Quote the records word for word, starting at the beginning and ending with the line that contains "positive clicks: (3, 177) (19, 176)", and include that line. Don't include the pictures.

## Exercise materials
⁂

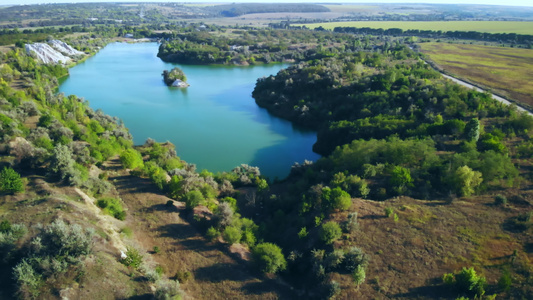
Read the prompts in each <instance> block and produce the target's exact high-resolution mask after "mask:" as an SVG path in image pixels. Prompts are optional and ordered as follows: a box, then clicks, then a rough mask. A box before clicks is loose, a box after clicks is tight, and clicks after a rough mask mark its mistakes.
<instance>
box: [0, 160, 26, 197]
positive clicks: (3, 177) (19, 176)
mask: <svg viewBox="0 0 533 300" xmlns="http://www.w3.org/2000/svg"><path fill="white" fill-rule="evenodd" d="M22 191H24V184H23V182H22V179H21V178H20V175H19V173H17V172H16V171H15V170H13V169H12V168H6V167H4V169H3V170H2V172H0V192H3V193H11V194H14V193H18V192H22Z"/></svg>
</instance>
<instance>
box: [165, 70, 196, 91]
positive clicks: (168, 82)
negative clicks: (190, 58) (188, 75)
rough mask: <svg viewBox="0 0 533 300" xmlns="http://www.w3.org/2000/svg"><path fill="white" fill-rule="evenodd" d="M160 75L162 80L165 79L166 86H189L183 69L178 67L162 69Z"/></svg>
mask: <svg viewBox="0 0 533 300" xmlns="http://www.w3.org/2000/svg"><path fill="white" fill-rule="evenodd" d="M162 75H163V81H165V84H166V85H168V86H172V87H180V88H183V87H188V86H189V84H188V83H187V77H186V76H185V73H183V71H182V70H181V69H180V68H178V67H176V68H174V69H172V70H170V72H169V71H167V70H164V71H163V74H162Z"/></svg>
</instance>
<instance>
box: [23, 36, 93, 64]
mask: <svg viewBox="0 0 533 300" xmlns="http://www.w3.org/2000/svg"><path fill="white" fill-rule="evenodd" d="M50 44H51V45H52V46H53V47H54V48H55V49H54V48H52V47H51V46H50V45H48V44H45V43H33V44H26V45H25V48H26V52H28V53H34V54H35V55H36V56H37V58H38V59H39V60H41V61H42V62H43V63H45V64H58V63H62V64H66V63H68V62H69V61H70V60H71V57H74V56H78V55H83V54H84V53H83V52H80V51H78V50H76V49H74V48H72V47H71V46H69V45H68V44H66V43H64V42H62V41H58V40H52V41H50Z"/></svg>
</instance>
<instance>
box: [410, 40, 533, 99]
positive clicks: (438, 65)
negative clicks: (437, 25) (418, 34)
mask: <svg viewBox="0 0 533 300" xmlns="http://www.w3.org/2000/svg"><path fill="white" fill-rule="evenodd" d="M419 45H420V47H421V49H422V52H423V53H425V54H427V55H428V56H429V58H430V60H432V61H433V62H435V63H436V64H437V65H438V66H439V67H441V68H442V69H444V70H446V71H448V72H449V73H452V74H455V75H458V77H461V78H464V79H467V80H469V81H471V82H474V83H477V84H479V85H481V86H484V87H488V88H490V89H492V90H494V91H496V92H498V93H500V94H503V95H505V96H508V97H509V98H510V99H513V100H516V101H518V102H522V103H526V104H528V105H533V85H532V84H531V83H532V82H533V50H530V49H517V48H508V47H494V46H481V45H463V44H449V43H421V44H419Z"/></svg>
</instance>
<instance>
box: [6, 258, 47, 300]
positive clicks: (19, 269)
mask: <svg viewBox="0 0 533 300" xmlns="http://www.w3.org/2000/svg"><path fill="white" fill-rule="evenodd" d="M13 279H15V281H16V283H17V286H18V291H17V294H18V295H19V297H20V298H22V299H35V298H37V296H38V295H39V287H40V286H41V284H42V276H41V275H40V274H39V273H37V272H36V271H35V270H34V269H33V267H32V265H31V264H30V263H29V262H28V260H27V259H23V260H22V261H21V262H20V263H19V264H17V265H16V266H15V267H14V268H13Z"/></svg>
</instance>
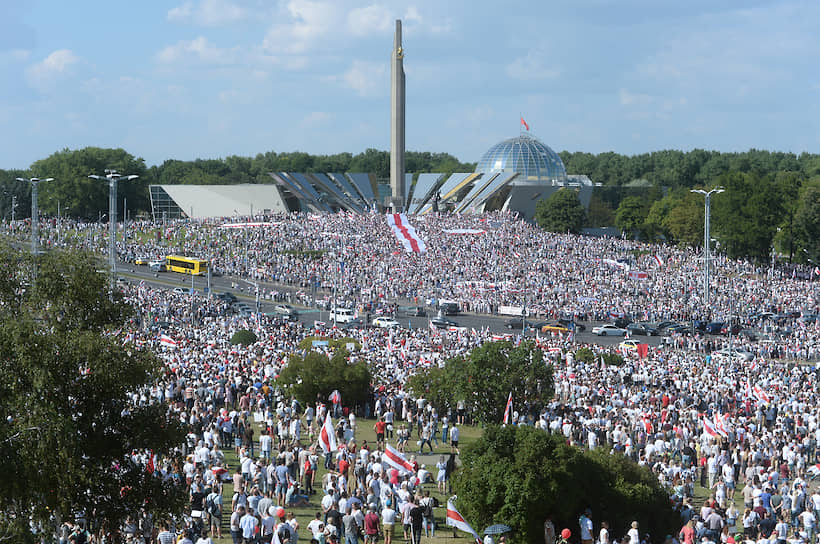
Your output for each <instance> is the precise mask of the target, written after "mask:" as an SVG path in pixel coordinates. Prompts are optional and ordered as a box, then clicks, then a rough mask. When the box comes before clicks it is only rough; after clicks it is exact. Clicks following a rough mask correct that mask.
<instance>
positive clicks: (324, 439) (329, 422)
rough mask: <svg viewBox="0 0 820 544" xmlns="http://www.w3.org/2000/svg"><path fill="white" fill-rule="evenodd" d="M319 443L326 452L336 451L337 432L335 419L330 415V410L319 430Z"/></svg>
mask: <svg viewBox="0 0 820 544" xmlns="http://www.w3.org/2000/svg"><path fill="white" fill-rule="evenodd" d="M319 445H320V446H321V447H322V450H323V451H324V452H325V453H330V452H332V451H336V434H335V433H334V432H333V419H331V417H330V412H328V413H327V417H325V422H324V424H323V425H322V429H321V430H320V431H319Z"/></svg>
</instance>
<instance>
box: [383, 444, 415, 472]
mask: <svg viewBox="0 0 820 544" xmlns="http://www.w3.org/2000/svg"><path fill="white" fill-rule="evenodd" d="M382 463H385V464H387V465H390V466H391V467H393V468H395V469H396V470H398V471H399V473H400V474H408V473H413V472H415V470H414V469H413V463H411V462H410V461H408V460H407V458H406V457H404V454H402V453H401V452H400V451H399V450H397V449H396V448H394V447H393V446H391V445H390V444H385V446H384V455H382Z"/></svg>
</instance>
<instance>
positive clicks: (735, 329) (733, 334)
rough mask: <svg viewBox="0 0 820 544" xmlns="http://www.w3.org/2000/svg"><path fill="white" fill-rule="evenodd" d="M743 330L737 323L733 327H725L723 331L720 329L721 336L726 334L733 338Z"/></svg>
mask: <svg viewBox="0 0 820 544" xmlns="http://www.w3.org/2000/svg"><path fill="white" fill-rule="evenodd" d="M742 330H743V327H741V326H740V325H739V324H737V323H733V324H732V325H731V326H730V325H724V327H723V328H722V329H720V334H726V335H729V334H731V335H732V336H737V335H738V333H739V332H740V331H742Z"/></svg>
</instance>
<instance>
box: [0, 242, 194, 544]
mask: <svg viewBox="0 0 820 544" xmlns="http://www.w3.org/2000/svg"><path fill="white" fill-rule="evenodd" d="M34 264H35V263H34V262H32V258H31V257H29V256H27V255H25V254H21V253H20V252H14V251H12V250H11V249H9V248H0V266H1V267H2V269H3V271H4V274H3V278H2V279H0V300H1V301H2V304H0V353H2V354H3V364H2V366H0V369H1V370H0V373H2V375H1V376H0V413H2V414H3V421H0V458H2V459H3V466H4V469H5V470H6V471H7V473H8V474H9V475H17V476H11V477H7V478H3V479H2V480H0V539H2V538H9V539H10V540H11V541H14V542H27V541H32V540H33V535H32V533H31V531H30V529H29V518H30V517H31V519H32V521H33V522H34V524H35V525H36V526H39V527H42V528H43V530H45V531H51V530H52V528H53V524H54V523H59V522H60V521H61V520H73V519H74V516H75V515H76V514H77V513H78V512H85V513H87V514H89V515H91V514H92V513H93V515H94V517H95V519H98V520H106V521H107V522H108V523H109V526H111V527H118V526H120V524H121V522H122V521H124V519H125V517H126V516H127V515H129V514H131V515H134V514H136V513H138V512H139V509H140V508H141V507H143V506H144V507H146V508H147V509H148V510H149V511H151V512H153V513H154V514H155V515H156V516H166V515H168V514H170V513H172V512H175V511H179V509H180V508H181V507H182V505H183V504H184V501H185V499H186V493H185V489H184V487H183V486H178V485H177V484H175V483H174V482H173V481H172V480H168V481H164V480H163V479H162V478H160V477H158V474H157V476H154V475H152V474H149V473H148V471H147V470H146V467H145V466H144V465H142V464H140V463H137V462H135V461H134V460H133V458H132V452H133V451H135V450H136V451H142V452H147V451H148V450H153V452H155V453H157V454H160V455H162V454H166V453H170V451H171V449H172V448H173V447H175V446H177V445H179V444H180V443H181V442H182V440H183V438H184V433H183V431H182V428H181V427H180V424H179V422H178V421H177V420H175V419H173V418H171V419H169V418H168V417H167V412H166V410H167V407H166V405H164V404H160V403H151V404H148V405H145V406H139V405H135V404H133V403H132V402H130V398H131V395H132V394H133V393H134V392H136V391H139V390H140V389H142V388H144V387H147V386H149V385H150V384H151V383H153V381H154V380H155V379H156V378H157V377H158V376H159V373H160V371H161V365H160V362H159V361H158V360H157V358H156V357H155V356H154V355H153V354H152V353H151V352H150V351H148V350H142V349H138V348H137V347H136V346H135V345H133V344H131V343H129V342H123V340H122V339H121V338H120V336H119V335H118V333H116V332H113V333H112V332H109V331H112V330H113V329H114V328H115V327H123V326H127V325H128V324H129V319H130V317H131V315H132V314H131V311H132V310H131V308H130V306H127V305H126V304H124V303H123V302H122V300H121V298H122V297H121V296H120V295H118V294H115V296H114V297H113V300H111V299H110V298H109V293H108V292H107V288H106V285H107V278H106V276H105V275H102V274H98V273H97V272H96V271H95V268H96V266H95V261H94V260H93V258H92V257H91V256H86V255H82V254H67V253H59V252H49V253H46V254H44V255H41V256H39V257H38V258H37V262H36V266H37V274H36V277H35V276H34V274H33V273H32V272H31V270H32V269H33V266H34ZM130 322H131V323H132V324H133V321H130Z"/></svg>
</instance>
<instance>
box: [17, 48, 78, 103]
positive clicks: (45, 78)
mask: <svg viewBox="0 0 820 544" xmlns="http://www.w3.org/2000/svg"><path fill="white" fill-rule="evenodd" d="M78 62H80V57H78V56H77V55H75V54H74V53H72V52H71V50H69V49H58V50H57V51H54V52H53V53H51V54H50V55H49V56H47V57H46V58H44V59H43V60H41V61H40V62H38V63H35V64H32V65H31V66H29V67H28V68H27V69H26V81H28V83H29V85H31V86H32V87H34V88H35V89H37V90H39V91H41V92H46V91H49V90H51V89H53V88H54V86H55V85H56V84H57V83H58V82H59V81H60V80H61V79H63V78H65V77H67V76H71V75H73V73H74V72H73V70H74V66H75V65H76V64H77V63H78Z"/></svg>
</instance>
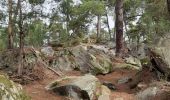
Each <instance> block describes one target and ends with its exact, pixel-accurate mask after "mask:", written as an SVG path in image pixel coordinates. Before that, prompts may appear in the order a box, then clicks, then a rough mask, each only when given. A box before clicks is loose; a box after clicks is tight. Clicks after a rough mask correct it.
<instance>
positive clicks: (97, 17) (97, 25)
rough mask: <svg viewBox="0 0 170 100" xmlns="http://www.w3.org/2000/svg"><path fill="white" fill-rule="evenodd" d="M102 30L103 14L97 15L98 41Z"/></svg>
mask: <svg viewBox="0 0 170 100" xmlns="http://www.w3.org/2000/svg"><path fill="white" fill-rule="evenodd" d="M100 31H101V16H100V15H98V16H97V42H99V37H100Z"/></svg>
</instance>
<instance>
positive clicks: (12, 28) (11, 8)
mask: <svg viewBox="0 0 170 100" xmlns="http://www.w3.org/2000/svg"><path fill="white" fill-rule="evenodd" d="M8 13H9V16H8V17H9V18H8V49H12V48H13V42H14V41H13V39H14V38H13V28H12V0H8Z"/></svg>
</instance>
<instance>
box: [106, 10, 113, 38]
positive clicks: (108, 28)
mask: <svg viewBox="0 0 170 100" xmlns="http://www.w3.org/2000/svg"><path fill="white" fill-rule="evenodd" d="M106 19H107V28H108V32H109V36H110V40H111V39H112V36H111V35H112V34H111V29H110V26H109V17H108V14H107V9H106Z"/></svg>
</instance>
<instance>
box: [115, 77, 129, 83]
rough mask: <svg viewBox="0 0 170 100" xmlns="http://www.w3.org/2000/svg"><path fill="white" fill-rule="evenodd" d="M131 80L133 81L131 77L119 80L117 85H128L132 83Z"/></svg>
mask: <svg viewBox="0 0 170 100" xmlns="http://www.w3.org/2000/svg"><path fill="white" fill-rule="evenodd" d="M131 80H132V79H131V78H130V77H123V78H121V79H119V80H118V81H117V83H118V84H124V83H127V82H129V81H131Z"/></svg>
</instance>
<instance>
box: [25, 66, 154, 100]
mask: <svg viewBox="0 0 170 100" xmlns="http://www.w3.org/2000/svg"><path fill="white" fill-rule="evenodd" d="M45 74H46V77H45V78H44V80H41V81H35V82H33V83H31V84H28V85H25V86H24V89H25V90H26V93H27V94H29V96H31V98H32V100H66V98H65V97H62V96H58V95H56V94H53V93H50V92H49V91H46V90H45V88H44V87H45V86H46V85H47V84H49V83H50V82H51V81H54V80H55V79H57V78H59V76H57V75H56V74H54V73H53V72H52V71H50V70H46V71H45ZM135 74H136V71H133V70H127V69H119V70H115V71H114V72H112V73H110V74H107V75H98V76H97V78H99V80H100V81H101V82H104V81H107V82H111V83H113V84H114V85H115V86H116V88H117V90H115V91H112V94H111V100H136V98H135V93H136V92H137V91H138V90H137V89H130V88H129V86H128V84H121V85H118V84H117V80H118V79H121V78H123V77H127V76H129V77H134V76H135ZM66 75H68V76H71V75H72V76H79V75H81V73H80V72H78V71H72V72H68V73H66ZM151 80H154V79H153V75H152V74H151V73H150V72H149V71H148V70H147V69H144V71H143V72H142V78H141V81H142V82H144V83H146V84H147V83H150V81H151Z"/></svg>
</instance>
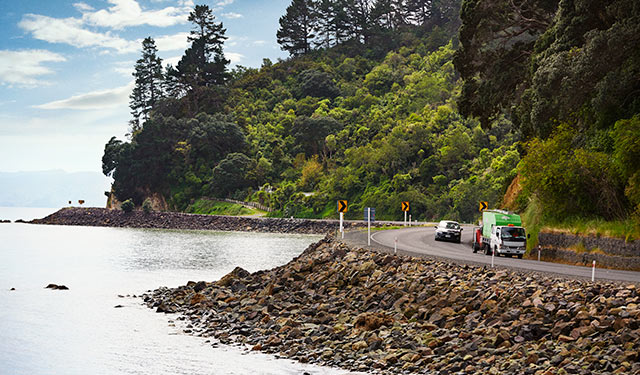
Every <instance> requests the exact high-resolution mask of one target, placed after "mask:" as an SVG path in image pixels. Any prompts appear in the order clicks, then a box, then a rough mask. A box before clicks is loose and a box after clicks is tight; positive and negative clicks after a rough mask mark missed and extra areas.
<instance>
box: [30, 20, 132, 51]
mask: <svg viewBox="0 0 640 375" xmlns="http://www.w3.org/2000/svg"><path fill="white" fill-rule="evenodd" d="M18 26H20V27H21V28H22V29H24V30H26V31H28V32H31V33H32V34H33V37H34V38H36V39H40V40H44V41H46V42H49V43H66V44H69V45H72V46H75V47H104V48H111V49H114V50H116V51H117V52H120V53H126V52H135V51H137V50H138V49H139V48H140V47H139V44H140V43H139V42H137V41H128V40H125V39H122V38H120V37H118V36H113V35H111V34H110V33H108V32H107V33H97V32H93V31H89V30H86V29H84V28H83V24H82V21H81V20H79V19H76V18H51V17H47V16H40V15H37V14H27V15H25V16H24V17H23V18H22V20H21V21H20V23H19V24H18Z"/></svg>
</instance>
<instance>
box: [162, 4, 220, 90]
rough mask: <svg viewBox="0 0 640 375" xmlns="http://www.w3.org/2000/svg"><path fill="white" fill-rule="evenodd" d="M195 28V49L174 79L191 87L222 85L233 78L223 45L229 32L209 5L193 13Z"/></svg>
mask: <svg viewBox="0 0 640 375" xmlns="http://www.w3.org/2000/svg"><path fill="white" fill-rule="evenodd" d="M188 19H189V21H191V22H193V23H194V29H193V30H191V33H190V35H189V37H188V41H189V42H191V46H190V47H189V48H188V49H187V50H186V51H185V53H184V55H183V56H182V59H180V61H179V62H178V65H177V66H176V68H175V71H173V72H172V76H175V77H178V78H179V79H180V80H181V81H182V83H183V84H184V85H186V86H187V88H191V89H193V88H196V87H204V86H214V85H222V84H224V83H225V82H226V80H227V79H228V78H229V73H228V72H227V65H229V62H230V61H229V60H227V59H226V58H225V57H224V52H223V48H222V47H223V45H224V41H225V40H226V39H227V37H226V36H225V33H226V32H227V30H226V29H225V28H224V27H223V25H222V23H217V22H215V16H214V15H213V12H212V11H211V9H210V8H209V7H208V6H207V5H196V7H195V8H194V10H193V11H192V12H191V13H190V14H189V18H188Z"/></svg>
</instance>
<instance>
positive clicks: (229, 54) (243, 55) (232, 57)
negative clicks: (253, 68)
mask: <svg viewBox="0 0 640 375" xmlns="http://www.w3.org/2000/svg"><path fill="white" fill-rule="evenodd" d="M224 57H226V58H228V59H229V60H231V63H232V64H239V63H241V62H242V60H243V59H244V55H243V54H241V53H236V52H225V53H224Z"/></svg>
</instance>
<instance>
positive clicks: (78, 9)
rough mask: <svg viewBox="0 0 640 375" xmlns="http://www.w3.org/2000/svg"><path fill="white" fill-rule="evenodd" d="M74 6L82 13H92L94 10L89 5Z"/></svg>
mask: <svg viewBox="0 0 640 375" xmlns="http://www.w3.org/2000/svg"><path fill="white" fill-rule="evenodd" d="M73 6H74V7H75V8H76V9H77V10H79V11H81V12H90V11H92V10H94V9H93V7H92V6H91V5H89V4H87V3H75V4H73Z"/></svg>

⁂

## Response to this task
Read the prompts in each <instance> block and produce the target's exact high-resolution mask after "mask:" as an SVG path in image pixels. Prompts are optional and ordered as follows: a box, then clicks, then a rough mask. A box before clicks is loose, a box after clicks is tight, and clicks after a rough mask mark its mistakes.
<instance>
box: [0, 160, 26, 197]
positive clicks: (3, 177) (19, 176)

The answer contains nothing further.